------ DATASET EXTRACT

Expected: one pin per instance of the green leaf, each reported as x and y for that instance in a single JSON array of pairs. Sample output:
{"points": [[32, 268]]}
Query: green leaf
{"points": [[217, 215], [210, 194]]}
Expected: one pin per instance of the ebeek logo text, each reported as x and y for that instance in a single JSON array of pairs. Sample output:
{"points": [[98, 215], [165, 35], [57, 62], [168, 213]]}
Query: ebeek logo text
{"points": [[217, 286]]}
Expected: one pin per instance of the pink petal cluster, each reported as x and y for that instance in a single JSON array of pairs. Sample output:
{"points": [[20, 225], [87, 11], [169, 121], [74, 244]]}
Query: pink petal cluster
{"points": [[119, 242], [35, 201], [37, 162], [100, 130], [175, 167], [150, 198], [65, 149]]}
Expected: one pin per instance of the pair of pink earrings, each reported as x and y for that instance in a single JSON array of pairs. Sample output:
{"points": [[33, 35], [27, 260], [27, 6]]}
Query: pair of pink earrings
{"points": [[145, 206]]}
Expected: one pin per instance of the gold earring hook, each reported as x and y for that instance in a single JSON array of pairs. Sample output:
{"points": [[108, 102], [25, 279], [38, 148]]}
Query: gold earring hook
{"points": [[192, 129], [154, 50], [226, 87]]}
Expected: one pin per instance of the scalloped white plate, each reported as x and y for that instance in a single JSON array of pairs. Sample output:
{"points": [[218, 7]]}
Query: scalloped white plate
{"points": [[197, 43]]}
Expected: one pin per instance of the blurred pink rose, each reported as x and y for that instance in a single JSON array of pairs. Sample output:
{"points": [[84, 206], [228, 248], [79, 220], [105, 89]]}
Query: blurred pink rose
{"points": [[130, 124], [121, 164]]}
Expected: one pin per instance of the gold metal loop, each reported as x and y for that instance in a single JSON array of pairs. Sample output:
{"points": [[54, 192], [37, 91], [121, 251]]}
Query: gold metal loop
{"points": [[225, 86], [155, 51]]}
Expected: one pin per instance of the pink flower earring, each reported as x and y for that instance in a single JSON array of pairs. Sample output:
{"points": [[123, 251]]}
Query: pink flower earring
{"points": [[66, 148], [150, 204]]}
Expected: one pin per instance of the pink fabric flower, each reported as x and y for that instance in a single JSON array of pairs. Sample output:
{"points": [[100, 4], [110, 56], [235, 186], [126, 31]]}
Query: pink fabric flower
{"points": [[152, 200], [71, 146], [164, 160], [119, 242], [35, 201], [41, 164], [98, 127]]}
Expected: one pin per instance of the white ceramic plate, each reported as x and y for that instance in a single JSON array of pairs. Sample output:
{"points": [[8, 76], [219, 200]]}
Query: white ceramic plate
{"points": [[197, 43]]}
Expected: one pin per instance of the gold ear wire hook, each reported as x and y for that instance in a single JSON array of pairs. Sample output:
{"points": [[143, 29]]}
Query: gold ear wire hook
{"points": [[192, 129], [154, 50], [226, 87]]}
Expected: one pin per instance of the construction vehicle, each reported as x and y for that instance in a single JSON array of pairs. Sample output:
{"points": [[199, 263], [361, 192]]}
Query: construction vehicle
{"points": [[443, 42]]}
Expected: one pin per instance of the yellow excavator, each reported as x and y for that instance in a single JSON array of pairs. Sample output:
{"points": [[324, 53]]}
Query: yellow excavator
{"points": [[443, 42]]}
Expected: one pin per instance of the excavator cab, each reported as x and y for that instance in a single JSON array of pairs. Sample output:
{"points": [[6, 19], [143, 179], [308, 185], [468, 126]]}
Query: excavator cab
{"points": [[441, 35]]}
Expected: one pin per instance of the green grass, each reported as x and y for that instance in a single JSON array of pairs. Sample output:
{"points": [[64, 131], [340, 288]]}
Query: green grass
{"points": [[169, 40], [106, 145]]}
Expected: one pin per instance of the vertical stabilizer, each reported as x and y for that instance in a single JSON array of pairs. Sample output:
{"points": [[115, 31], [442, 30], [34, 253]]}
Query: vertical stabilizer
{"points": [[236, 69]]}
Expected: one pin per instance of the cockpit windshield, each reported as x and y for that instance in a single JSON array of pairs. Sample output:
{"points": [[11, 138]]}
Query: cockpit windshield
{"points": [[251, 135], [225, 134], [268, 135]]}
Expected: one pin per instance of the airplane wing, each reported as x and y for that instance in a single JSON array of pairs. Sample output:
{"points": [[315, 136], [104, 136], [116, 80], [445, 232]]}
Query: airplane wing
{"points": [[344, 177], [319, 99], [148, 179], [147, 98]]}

------------

▶ **WHAT YOU ARE ASKED TO DO**: Retype every item above line for line, without changing a single character.

▶ **OUTPUT FOR THIS TASK**:
Expected: one pin per instance of the green leaf, each reported as x and y for that instance in a single JSON array of pairs. Sample output:
{"points": [[32, 268]]}
Query: green leaf
{"points": [[217, 215], [210, 194]]}
Expected: one pin per instance of the ebeek logo text, each reported as x and y for that instance in a single JSON array of pairs. Sample output:
{"points": [[98, 215], [165, 35], [57, 62], [168, 213]]}
Query: ebeek logo text
{"points": [[217, 286]]}
Expected: one pin per instance of the pink petal cluster, each reported as x and y for that instance in a single JSON array of pairs. Sample output:
{"points": [[20, 225], [87, 11], [169, 121], [74, 244]]}
Query: pink petal cluster
{"points": [[119, 242], [35, 201], [37, 162], [100, 130], [175, 167], [150, 198], [65, 149]]}
Expected: one pin per instance of the pair of pink earrings, each reported as x and y for that instance in a single JSON array of pairs. Sample output:
{"points": [[33, 35], [27, 260], [27, 6]]}
Query: pair of pink earrings
{"points": [[145, 206]]}
Expected: one pin per instance of the gold earring hook, each reported as x and y for that instance in a single JSON array of pairs. Sample output:
{"points": [[108, 102], [25, 279], [38, 148]]}
Query: gold earring hook
{"points": [[192, 129], [154, 50], [226, 87]]}
Expected: one pin per instance of the scalloped white plate, each reported as x and y for that instance in a single JSON array of pairs. Sample output:
{"points": [[218, 7]]}
Query: scalloped white plate
{"points": [[197, 43]]}
Expected: one pin per instance of the blurred pink rose, each reported as x and y for that instance in a single JSON array of pairs. Sample output:
{"points": [[84, 206], [228, 248], [79, 220], [105, 89]]}
Query: blurred pink rose
{"points": [[130, 124], [121, 164]]}
Expected: one pin per instance of the gold metal loop, each reported as x and y for that instance in a single JSON array of pairs. Sample output:
{"points": [[54, 192], [37, 91], [121, 251]]}
Query: gold metal loop
{"points": [[225, 86], [155, 51]]}
Expected: one pin per instance of the pink flower earring, each reported as x and y for that instance in a single JSON array of pairs. Sample output:
{"points": [[123, 251]]}
Query: pink flower earring
{"points": [[66, 148], [150, 204]]}
Expected: one pin per instance of the pink fabric flower, each reported as x and y for that instance in a single JSON array of pairs. Sample output:
{"points": [[100, 4], [110, 56], [235, 186], [126, 31]]}
Query: pink fabric flower
{"points": [[152, 200], [71, 146], [164, 160], [119, 242], [35, 201], [41, 164], [98, 127]]}
Expected: one pin per instance of the white ceramic plate, each reported as x and y for that instance in a single JSON array of pairs. Sample output:
{"points": [[8, 76], [219, 200]]}
Query: white ceramic plate
{"points": [[197, 43]]}
Expected: one pin per instance of the gold ear wire hook, each reported as x and y for that instance in a single JSON array of pairs. Sample output:
{"points": [[143, 29]]}
Query: gold ear wire hook
{"points": [[192, 129], [154, 50], [226, 87]]}
Expected: one pin per instance of the construction vehicle, each reported as x and y for that instance in a single JSON array of pairs. Sample output:
{"points": [[199, 263], [361, 192]]}
Query: construction vehicle
{"points": [[443, 42]]}
Expected: one pin per instance of the yellow excavator, each reported as x and y for that instance in a single JSON array of pairs. Sample output:
{"points": [[324, 53]]}
Query: yellow excavator
{"points": [[443, 42]]}
Expected: one pin per instance of the excavator cab, each reported as x and y for that instance in a single JSON array of pairs. Sample output:
{"points": [[6, 19], [143, 179], [308, 185], [468, 126]]}
Query: excavator cab
{"points": [[441, 35]]}
Expected: one pin per instance of the green grass, each reported as x and y for that instance in a single JSON array of pairs. Sample output:
{"points": [[64, 131], [340, 288]]}
Query: green grass
{"points": [[169, 40], [106, 145]]}
Expected: one pin per instance of the vertical stabilizer, each reported as x and y for that instance in a single JSON array of pairs. Sample output:
{"points": [[115, 31], [442, 30], [34, 253]]}
Query: vertical stabilizer
{"points": [[236, 69]]}
Expected: one pin per instance of the cockpit windshield, each reported as x and y for that instance in a single JSON array of pairs. Sample output:
{"points": [[11, 138]]}
Query: cockpit windshield
{"points": [[251, 135], [225, 134], [268, 135]]}
Expected: one pin per instance of the airplane wing, each reported as x and y for that instance in a single JSON array of pairs. Sample output:
{"points": [[315, 136], [104, 136], [116, 80], [445, 232]]}
Query: airplane wing
{"points": [[344, 177], [319, 99], [148, 179], [147, 98]]}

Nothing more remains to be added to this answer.